====== DATASET EXCERPTS ======

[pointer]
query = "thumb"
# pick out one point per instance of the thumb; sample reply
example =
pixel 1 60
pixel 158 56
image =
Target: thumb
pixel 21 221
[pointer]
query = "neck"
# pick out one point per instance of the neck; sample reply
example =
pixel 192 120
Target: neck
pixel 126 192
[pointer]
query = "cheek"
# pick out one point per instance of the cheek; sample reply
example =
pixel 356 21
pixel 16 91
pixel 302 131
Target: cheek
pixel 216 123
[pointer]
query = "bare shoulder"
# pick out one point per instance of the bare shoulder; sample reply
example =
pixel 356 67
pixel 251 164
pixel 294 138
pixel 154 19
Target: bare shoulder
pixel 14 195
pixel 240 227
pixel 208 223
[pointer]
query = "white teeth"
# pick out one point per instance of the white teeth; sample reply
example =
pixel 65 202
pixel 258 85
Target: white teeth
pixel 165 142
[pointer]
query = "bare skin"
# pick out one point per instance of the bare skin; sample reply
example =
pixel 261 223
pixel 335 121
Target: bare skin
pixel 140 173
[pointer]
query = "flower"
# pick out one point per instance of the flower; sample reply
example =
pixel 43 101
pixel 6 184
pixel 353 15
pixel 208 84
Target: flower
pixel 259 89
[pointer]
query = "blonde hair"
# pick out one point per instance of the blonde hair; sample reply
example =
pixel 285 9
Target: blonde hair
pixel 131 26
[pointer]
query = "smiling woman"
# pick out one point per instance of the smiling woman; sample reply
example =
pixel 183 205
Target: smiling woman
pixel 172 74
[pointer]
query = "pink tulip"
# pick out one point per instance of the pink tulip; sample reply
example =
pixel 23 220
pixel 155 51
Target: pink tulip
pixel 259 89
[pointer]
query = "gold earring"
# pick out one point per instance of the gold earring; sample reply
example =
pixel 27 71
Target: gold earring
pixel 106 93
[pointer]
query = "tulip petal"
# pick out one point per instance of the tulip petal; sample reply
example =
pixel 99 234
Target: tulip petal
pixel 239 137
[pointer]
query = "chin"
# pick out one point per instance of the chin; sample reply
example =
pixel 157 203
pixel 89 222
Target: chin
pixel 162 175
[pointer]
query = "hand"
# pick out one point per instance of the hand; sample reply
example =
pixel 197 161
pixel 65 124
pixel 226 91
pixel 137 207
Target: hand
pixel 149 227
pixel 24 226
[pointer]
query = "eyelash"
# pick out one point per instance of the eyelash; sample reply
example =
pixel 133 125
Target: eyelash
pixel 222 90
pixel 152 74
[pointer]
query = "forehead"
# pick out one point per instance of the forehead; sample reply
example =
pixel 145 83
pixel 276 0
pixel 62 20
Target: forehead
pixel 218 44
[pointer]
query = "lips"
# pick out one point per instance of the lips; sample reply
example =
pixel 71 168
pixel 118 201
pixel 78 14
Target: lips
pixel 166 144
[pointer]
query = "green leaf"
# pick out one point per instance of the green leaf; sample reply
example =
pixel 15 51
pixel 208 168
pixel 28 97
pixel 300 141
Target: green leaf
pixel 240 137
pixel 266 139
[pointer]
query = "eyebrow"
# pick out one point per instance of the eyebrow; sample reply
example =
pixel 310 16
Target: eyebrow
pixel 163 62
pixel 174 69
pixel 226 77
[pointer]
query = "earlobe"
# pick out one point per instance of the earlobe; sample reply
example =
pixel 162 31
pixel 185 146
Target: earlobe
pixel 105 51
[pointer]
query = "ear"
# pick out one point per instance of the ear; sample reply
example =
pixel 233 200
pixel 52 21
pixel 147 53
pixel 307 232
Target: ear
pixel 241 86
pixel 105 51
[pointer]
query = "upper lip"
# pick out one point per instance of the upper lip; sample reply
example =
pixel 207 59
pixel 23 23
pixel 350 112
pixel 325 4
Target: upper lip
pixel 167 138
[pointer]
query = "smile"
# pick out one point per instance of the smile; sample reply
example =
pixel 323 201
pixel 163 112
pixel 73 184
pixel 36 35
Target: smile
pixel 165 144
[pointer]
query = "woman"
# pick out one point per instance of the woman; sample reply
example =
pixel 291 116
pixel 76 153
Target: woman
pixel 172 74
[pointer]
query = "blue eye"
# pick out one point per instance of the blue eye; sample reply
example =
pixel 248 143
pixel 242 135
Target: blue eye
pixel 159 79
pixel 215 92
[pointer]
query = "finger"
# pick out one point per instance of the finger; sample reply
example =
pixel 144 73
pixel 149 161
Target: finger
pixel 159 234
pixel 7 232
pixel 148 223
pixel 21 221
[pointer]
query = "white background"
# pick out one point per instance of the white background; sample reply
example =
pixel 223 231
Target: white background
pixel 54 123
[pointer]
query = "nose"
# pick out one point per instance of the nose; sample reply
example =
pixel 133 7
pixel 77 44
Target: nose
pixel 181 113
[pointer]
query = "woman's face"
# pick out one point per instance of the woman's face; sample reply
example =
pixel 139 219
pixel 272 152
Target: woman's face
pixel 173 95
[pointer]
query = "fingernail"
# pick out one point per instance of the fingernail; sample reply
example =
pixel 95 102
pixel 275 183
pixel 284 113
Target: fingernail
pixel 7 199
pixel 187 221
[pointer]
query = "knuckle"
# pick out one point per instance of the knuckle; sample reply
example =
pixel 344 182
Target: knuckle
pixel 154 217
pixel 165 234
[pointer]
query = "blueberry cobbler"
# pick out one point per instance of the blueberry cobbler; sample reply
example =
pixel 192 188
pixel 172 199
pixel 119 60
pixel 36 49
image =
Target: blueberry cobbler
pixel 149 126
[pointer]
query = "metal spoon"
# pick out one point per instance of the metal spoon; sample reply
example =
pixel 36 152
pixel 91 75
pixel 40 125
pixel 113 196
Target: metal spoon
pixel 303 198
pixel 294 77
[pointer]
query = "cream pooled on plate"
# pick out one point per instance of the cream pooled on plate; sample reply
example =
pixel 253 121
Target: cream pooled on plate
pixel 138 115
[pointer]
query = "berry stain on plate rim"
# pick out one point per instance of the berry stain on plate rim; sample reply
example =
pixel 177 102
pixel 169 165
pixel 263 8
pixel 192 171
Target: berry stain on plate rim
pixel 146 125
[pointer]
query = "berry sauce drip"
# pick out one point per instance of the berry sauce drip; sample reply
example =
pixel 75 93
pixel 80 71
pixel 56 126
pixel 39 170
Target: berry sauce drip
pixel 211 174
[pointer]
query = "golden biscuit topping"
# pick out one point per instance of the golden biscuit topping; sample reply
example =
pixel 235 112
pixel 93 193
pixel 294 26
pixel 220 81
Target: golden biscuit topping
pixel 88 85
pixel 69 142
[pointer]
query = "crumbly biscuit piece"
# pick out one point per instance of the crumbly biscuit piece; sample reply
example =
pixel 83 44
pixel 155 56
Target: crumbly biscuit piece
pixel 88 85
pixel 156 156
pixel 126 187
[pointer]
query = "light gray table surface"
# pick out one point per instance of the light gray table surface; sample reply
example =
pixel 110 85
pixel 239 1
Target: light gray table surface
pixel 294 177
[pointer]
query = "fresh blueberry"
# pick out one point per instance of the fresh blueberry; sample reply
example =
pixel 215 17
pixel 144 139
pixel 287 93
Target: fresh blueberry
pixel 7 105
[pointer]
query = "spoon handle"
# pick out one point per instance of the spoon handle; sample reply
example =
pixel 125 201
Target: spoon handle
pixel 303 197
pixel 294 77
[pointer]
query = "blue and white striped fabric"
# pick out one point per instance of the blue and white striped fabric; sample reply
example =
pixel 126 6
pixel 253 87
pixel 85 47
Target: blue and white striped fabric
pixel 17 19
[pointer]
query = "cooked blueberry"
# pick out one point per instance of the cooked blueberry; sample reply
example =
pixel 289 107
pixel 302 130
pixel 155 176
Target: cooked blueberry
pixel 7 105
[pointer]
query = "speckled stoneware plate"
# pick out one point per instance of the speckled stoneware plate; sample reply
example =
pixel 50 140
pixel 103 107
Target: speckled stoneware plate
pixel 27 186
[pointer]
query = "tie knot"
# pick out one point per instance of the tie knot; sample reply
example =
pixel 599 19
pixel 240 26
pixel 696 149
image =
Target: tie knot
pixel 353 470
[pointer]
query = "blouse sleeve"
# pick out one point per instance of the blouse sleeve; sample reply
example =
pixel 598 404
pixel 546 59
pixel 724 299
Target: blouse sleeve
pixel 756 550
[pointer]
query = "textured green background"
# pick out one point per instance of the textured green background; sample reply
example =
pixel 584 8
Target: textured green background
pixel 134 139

======

Exactly the lines from the one with "pixel 126 6" through the last line of the listing above must make up your answer.

pixel 126 6
pixel 253 87
pixel 85 47
Target: blue and white striped fabric
pixel 17 19
[pointer]
query = "cooked blueberry"
# pick out one point per instance of the cooked blueberry; sample reply
example =
pixel 289 107
pixel 302 130
pixel 155 176
Target: cooked blueberry
pixel 7 105
[pointer]
query = "speckled stoneware plate"
# pick out one point per instance of the speckled stoneware plate; sample reply
example =
pixel 50 140
pixel 103 107
Target: speckled stoneware plate
pixel 27 186
[pointer]
query = "tie knot"
# pick out one point per instance of the tie knot; sample reply
example =
pixel 599 19
pixel 240 26
pixel 696 149
image =
Target: tie knot
pixel 353 470
[pointer]
query = "blouse sleeve"
# pick out one point per instance of the blouse sleeve; sample reply
example =
pixel 598 404
pixel 546 59
pixel 724 299
Target: blouse sleeve
pixel 756 550
[pointer]
query = "textured green background"
# pick out one point per instance of the textured green background; sample reply
example =
pixel 584 8
Target: textured green background
pixel 134 139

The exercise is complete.